─── SOURCE MATERIAL
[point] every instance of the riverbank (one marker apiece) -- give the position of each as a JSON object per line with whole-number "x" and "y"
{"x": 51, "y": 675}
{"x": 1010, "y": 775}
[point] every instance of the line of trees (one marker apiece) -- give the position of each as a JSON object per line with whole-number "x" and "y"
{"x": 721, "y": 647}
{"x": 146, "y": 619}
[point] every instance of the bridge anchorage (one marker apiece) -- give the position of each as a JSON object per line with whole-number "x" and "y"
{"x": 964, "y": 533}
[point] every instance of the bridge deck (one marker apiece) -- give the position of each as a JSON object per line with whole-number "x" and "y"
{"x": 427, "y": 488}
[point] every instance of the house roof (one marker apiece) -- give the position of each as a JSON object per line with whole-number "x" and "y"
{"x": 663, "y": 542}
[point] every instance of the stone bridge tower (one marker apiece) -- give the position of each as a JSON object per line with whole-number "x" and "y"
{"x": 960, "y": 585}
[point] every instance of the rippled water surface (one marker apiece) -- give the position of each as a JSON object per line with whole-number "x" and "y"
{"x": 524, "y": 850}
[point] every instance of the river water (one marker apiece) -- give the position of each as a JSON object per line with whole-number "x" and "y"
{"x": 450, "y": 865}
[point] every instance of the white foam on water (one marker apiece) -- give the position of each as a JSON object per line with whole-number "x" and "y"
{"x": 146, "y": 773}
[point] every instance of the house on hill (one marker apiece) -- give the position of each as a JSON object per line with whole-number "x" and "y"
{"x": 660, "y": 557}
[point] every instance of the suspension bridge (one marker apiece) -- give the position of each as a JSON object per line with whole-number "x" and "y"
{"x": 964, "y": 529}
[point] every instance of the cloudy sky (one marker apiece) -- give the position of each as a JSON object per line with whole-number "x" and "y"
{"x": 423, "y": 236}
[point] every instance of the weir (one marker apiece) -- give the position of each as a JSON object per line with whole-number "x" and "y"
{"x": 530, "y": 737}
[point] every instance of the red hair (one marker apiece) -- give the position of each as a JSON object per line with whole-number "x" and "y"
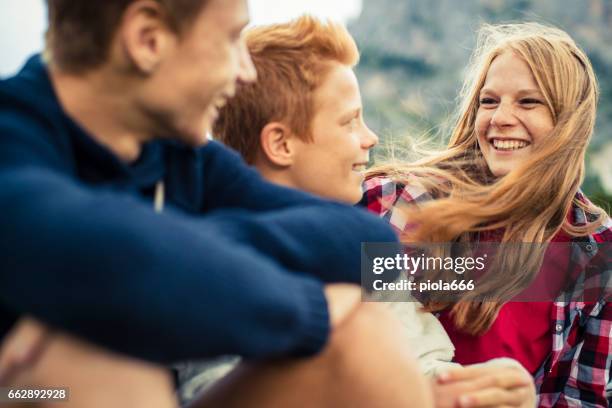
──────
WHAT TO PRODUCE: Copy the rows from the line with "[point] every instance of the suspension" (that line included) through the last row, requests and all, and shift every x and y coordinate in the answers by adding 87. Leave the pictures out.

EXERCISE ANSWER:
[point] every instance of the suspension bridge (one marker apiece) -- give the position of each as a JSON object per line with whole-number "x" and "y"
{"x": 1051, "y": 616}
[point] every instance of the cloudy sky (one marker apiece) -- give the position of each as a JSON object per line with whole-number "x" and "y"
{"x": 510, "y": 323}
[point] every instance of the weir (one marker apiece) -- give the position of each as a JSON object per line with whole-number "x" and "y"
{"x": 617, "y": 824}
[point] every instance of the red hair (one marker apiece) -- give the position of each as a JSON object per line with whole-number "x" and "y"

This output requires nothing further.